- **PASSAGE FOR REVIEW**:
- Opening Delimiter -

Richard Reid Dobell, (January 27, 1836 - January 11, 1902) was a Canadian businessman and politician.

==Biography==
Born in Liverpool, England, and educated at Liverpool College, he came to the Province of Canada in 1857 and started a lumber business. With his brother-in-law, Thomas Beckett, he founder the firm R. R. Dobell & Co, Quebec, at one time one of the largest of its kind in Canada. He took an active interest in public affairs, was elected President of the Quebec Board of Trade, and was a Harbour Commissioner for that city. He actively promoted the cold storage principle in transatlantic steamers, and was President of the Cold Storage Company of Quebec. Other appointments included Director of the Quebec Railway Bridge Company.

In 1895 he unsuccessfully stood as an independent candidate for the House of Commons of Canada, but the next year was elected as the Liberal candidate for the riding of Quebec West in the 1896 federal election, and was re-elected in 1900. From 1896 to 1902, he was a Minister without Portfolio in the cabinet of Wilfrid Laurier. He was a prominent supporter of the cause of Imperial federation, and was a founder of the British Empire League.

- Closing Delimiter -

- **DATASET EXTRACT**:
- Opening Delimiter -

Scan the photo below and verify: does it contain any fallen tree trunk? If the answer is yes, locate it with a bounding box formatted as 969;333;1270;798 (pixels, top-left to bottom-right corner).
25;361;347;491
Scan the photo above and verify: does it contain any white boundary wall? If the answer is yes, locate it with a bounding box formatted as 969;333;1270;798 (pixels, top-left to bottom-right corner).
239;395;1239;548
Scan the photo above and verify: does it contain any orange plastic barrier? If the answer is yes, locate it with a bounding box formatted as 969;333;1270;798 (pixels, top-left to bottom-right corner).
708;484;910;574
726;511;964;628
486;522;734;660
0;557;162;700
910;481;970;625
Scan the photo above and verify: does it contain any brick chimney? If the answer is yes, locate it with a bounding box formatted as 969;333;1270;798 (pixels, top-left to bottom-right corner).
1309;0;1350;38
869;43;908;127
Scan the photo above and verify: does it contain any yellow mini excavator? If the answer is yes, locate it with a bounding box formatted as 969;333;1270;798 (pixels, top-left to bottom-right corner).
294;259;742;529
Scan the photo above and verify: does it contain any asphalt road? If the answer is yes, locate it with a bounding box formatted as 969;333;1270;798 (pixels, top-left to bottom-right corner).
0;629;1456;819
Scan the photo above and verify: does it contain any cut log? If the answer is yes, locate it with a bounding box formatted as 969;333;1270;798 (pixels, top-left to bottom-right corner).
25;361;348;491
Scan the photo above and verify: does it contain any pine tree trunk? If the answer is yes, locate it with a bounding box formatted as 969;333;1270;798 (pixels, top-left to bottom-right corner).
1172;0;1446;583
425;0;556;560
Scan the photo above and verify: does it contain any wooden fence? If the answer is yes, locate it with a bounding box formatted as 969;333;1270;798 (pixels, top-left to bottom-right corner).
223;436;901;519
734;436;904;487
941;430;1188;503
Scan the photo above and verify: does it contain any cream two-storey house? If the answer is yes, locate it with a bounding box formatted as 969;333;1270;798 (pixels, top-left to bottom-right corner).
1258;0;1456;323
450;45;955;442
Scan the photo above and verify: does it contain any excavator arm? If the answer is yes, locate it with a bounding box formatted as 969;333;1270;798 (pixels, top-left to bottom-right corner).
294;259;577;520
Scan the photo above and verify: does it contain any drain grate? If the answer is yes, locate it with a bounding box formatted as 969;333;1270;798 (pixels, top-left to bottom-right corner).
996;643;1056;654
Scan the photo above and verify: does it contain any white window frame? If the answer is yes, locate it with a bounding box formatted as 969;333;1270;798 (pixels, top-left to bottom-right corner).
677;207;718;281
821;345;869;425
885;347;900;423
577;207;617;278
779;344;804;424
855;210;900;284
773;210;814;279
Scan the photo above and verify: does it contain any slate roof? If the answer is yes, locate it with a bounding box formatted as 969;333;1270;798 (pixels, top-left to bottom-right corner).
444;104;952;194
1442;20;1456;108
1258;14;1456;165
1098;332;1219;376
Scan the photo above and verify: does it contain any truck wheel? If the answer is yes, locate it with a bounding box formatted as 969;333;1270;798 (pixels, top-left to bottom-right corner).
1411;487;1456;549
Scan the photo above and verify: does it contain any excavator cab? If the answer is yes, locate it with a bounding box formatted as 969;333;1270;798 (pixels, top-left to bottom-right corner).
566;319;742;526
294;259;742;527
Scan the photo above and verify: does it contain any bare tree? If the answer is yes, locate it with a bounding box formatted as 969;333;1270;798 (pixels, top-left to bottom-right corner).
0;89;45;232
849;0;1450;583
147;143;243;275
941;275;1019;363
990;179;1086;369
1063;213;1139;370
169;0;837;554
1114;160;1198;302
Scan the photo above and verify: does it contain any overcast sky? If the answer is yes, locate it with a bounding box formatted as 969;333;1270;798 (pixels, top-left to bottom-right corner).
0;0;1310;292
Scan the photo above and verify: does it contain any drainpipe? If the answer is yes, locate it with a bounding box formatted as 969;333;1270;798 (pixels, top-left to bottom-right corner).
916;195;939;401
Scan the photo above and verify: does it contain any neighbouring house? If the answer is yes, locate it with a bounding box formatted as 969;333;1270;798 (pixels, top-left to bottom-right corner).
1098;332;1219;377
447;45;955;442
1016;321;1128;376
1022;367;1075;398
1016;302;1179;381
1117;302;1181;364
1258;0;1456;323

- Closing Delimiter -

- **WHAT THIS EXERCISE ASKS**:
**A)** Summarize the biography of Richard Reid Dobell in two sentences.
**B)** Extend the biography of Richard Reid Dobell with the next passage, beginning after its final sentence.

- **TASK ANSWERS**:
**A)** Born in Liverpool, England, Richard Reid Dobell came to the Province of Canada in 1857, where he started a lumber business that grew into R. R. Dobell & Co, at one time one of the largest of its kind in Canada, and he served as President of the Quebec Board of Trade and of the Cold Storage Company of Quebec. After an unsuccessful independent run in 1895, he was elected as the Liberal member for Quebec West in 1896 and re-elected in 1900, served as a Minister without Portfolio in Wilfrid Laurier's cabinet from 1896 to 1902, and was a founder of the British Empire League.

**B)**
He died on 13 January 1902 of a head injury caused by falling from a horse while visiting his son-in-law at Folkestone, England.

v; t; e; 1896 Canadian federal election: Quebec West
| Party | Candidate | Votes |
|  | Liberal | Richard Reid Dobell | 1,057 |
|  | Liberal–Conservative | Thomas McGreevy | 826 |

v; t; e; 1900 Canadian federal election: Quebec West
| Party | Candidate | Votes |
|  | Liberal | Richard Reid Dobell | 1,018 |
|  | Conservative | Patrick Kirwin | 649 |

==Family==
Dobell married Elizabeth Frances Macpherson, daughter of Sir David Lewis Macpherson, businessman and later Canadian senator.
His son, Charles Macpherson Dobell, was a Major General in the British Army.

== Archives ==
There is a Richard Reid Dobell fonds at Library and Archives Canada.